[Opening Supplied material section]

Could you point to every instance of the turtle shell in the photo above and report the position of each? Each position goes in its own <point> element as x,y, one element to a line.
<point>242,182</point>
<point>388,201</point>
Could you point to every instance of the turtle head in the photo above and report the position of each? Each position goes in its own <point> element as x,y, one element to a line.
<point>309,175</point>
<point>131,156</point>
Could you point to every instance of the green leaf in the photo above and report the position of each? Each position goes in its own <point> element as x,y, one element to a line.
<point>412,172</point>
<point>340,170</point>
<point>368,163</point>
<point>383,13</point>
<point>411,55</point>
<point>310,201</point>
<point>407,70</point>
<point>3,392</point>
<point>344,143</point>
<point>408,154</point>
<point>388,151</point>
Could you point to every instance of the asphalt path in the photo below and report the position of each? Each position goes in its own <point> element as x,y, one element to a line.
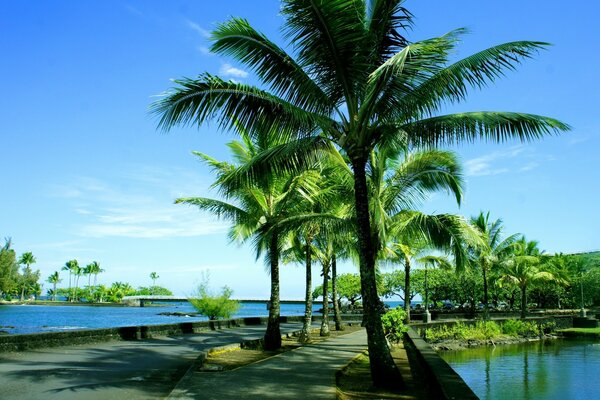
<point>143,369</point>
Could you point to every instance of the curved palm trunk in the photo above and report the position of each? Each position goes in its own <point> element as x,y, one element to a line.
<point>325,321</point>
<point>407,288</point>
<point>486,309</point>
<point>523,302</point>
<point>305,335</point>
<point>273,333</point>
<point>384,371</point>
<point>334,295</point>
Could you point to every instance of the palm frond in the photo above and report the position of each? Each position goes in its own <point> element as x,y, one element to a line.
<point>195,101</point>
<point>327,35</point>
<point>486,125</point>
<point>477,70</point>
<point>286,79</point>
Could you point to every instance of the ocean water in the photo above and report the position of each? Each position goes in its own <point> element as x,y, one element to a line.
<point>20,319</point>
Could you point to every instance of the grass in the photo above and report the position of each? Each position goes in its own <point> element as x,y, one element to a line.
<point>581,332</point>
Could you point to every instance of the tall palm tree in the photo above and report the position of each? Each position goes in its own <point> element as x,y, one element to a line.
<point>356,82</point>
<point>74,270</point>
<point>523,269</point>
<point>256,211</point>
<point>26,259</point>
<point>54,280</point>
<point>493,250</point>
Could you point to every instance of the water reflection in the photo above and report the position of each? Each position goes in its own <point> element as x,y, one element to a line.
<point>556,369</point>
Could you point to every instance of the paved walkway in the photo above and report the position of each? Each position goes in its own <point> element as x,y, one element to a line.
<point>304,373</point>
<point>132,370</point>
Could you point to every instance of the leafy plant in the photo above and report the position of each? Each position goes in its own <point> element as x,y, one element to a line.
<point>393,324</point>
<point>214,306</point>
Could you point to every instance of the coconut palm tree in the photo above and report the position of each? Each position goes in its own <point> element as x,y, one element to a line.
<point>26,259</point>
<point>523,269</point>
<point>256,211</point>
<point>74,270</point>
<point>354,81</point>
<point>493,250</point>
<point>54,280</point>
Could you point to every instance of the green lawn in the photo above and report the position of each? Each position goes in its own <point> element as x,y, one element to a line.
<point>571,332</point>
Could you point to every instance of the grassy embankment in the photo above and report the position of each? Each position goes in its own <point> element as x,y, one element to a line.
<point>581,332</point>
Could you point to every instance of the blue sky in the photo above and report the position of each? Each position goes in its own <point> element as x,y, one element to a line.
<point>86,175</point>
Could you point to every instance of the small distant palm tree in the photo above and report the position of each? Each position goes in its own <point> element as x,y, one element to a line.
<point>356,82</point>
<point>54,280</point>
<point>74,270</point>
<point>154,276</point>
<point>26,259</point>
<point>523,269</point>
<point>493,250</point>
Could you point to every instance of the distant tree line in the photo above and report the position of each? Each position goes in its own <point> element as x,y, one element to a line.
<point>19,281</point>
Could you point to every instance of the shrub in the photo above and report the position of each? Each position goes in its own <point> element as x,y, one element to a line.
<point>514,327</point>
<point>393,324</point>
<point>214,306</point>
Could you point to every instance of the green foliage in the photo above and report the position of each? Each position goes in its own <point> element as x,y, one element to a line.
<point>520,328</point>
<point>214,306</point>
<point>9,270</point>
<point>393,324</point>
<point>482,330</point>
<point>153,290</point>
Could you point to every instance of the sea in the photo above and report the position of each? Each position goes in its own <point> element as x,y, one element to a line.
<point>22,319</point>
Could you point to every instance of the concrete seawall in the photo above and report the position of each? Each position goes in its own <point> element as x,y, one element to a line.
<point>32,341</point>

[Closing Supplied material section]
[Opening Supplied material section]

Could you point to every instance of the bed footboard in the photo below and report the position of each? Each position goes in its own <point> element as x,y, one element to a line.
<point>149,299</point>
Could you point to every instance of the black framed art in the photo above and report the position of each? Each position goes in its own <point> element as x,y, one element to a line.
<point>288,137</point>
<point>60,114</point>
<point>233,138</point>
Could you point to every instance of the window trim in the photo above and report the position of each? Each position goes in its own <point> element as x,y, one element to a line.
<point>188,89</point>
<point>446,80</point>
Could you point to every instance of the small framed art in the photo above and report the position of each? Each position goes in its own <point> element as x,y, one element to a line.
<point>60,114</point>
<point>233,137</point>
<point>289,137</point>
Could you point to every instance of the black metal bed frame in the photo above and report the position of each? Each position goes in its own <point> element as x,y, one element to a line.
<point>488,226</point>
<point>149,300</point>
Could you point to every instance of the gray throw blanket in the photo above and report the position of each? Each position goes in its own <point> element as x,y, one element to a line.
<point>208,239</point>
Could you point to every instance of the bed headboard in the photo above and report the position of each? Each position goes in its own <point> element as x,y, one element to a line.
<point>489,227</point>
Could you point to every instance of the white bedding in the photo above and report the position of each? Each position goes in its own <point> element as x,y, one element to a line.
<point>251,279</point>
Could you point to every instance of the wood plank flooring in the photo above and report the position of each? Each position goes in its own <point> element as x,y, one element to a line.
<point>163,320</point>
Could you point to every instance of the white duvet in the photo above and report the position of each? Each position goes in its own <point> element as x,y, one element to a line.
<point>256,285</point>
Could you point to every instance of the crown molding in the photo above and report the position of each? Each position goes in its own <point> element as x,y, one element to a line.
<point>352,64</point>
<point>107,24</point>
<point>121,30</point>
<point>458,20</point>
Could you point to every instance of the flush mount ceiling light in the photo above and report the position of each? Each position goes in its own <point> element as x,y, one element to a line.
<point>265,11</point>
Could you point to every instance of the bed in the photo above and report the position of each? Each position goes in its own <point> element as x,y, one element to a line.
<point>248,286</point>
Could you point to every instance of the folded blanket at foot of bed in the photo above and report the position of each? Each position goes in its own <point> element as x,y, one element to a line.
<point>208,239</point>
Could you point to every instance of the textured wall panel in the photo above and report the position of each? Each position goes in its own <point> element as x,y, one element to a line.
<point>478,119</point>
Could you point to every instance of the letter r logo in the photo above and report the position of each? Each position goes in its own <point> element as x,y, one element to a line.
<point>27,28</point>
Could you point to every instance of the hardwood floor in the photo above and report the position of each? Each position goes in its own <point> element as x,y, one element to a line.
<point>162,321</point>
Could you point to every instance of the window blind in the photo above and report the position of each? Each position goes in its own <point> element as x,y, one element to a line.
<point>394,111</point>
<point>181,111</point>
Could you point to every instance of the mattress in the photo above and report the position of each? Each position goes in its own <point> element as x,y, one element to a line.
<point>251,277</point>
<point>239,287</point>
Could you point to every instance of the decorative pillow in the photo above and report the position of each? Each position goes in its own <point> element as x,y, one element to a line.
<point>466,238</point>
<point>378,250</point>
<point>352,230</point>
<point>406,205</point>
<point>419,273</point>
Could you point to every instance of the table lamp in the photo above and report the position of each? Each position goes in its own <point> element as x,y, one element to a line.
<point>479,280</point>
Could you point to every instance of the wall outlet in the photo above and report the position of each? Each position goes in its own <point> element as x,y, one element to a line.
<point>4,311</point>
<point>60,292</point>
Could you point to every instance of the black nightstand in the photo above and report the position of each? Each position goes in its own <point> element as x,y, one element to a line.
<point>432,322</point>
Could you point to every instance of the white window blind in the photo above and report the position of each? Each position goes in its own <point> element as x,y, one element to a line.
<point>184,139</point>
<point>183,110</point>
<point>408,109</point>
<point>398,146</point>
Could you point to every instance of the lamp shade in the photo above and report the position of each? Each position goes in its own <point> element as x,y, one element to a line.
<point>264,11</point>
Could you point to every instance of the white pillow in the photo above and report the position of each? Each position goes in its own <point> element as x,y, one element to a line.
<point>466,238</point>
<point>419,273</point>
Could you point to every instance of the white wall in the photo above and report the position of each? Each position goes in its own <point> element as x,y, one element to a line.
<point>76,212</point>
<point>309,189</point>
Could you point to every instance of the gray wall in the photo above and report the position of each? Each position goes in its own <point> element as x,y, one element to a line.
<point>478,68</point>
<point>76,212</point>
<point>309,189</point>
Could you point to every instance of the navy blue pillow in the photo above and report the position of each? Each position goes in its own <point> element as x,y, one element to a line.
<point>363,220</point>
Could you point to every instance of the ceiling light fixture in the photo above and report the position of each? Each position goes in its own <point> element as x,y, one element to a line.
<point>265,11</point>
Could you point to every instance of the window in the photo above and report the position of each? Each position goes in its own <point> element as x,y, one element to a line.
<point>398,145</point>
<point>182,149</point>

[Closing Supplied material section]
[Opening Supplied material section]

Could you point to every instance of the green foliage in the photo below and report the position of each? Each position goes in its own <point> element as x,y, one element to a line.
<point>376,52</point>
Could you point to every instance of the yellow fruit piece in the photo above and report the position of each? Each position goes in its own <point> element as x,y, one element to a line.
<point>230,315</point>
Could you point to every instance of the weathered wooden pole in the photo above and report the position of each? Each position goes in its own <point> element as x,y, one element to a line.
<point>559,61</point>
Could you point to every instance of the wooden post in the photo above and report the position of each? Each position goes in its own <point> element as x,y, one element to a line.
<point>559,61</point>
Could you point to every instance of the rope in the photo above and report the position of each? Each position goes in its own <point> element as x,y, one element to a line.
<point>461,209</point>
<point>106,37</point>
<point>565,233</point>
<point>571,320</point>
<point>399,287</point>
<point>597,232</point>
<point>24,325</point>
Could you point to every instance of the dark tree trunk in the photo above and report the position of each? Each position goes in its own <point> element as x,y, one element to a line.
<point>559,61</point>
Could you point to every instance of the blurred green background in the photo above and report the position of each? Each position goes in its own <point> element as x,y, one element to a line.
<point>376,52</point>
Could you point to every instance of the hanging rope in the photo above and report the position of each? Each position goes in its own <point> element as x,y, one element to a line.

[Closing Supplied material section]

From the records above, copy only the lines starting with the line that holds "Could you point to every instance of the wooden" and going on through the line that holds "Could you point to every instance of the hanging", exactly as written.

Could you point to every instance of the wooden post in the photo above and report the position of each? Each position goes in its own <point> element as x,y, one element to a line.
<point>559,61</point>
Could you point to every instance of the rope in the photo above and report the position of each? Each position goes in its own <point> element as x,y, one element to a line.
<point>461,209</point>
<point>106,37</point>
<point>565,233</point>
<point>571,320</point>
<point>399,287</point>
<point>597,232</point>
<point>24,325</point>
Could you point to every instance of the dark tree trunk in the photo above and report the position of each? Each position goes in its own <point> element as x,y, one element to a line.
<point>559,61</point>
Could you point to every instance of the blurred green background in the photo above and report the position of each? Each position goes in its own <point> element as x,y, one element to a line.
<point>376,52</point>
Could you point to every instance of the hanging rope in the photo above and report the position of each? Each position goes in its own <point> element as x,y, one element to a line.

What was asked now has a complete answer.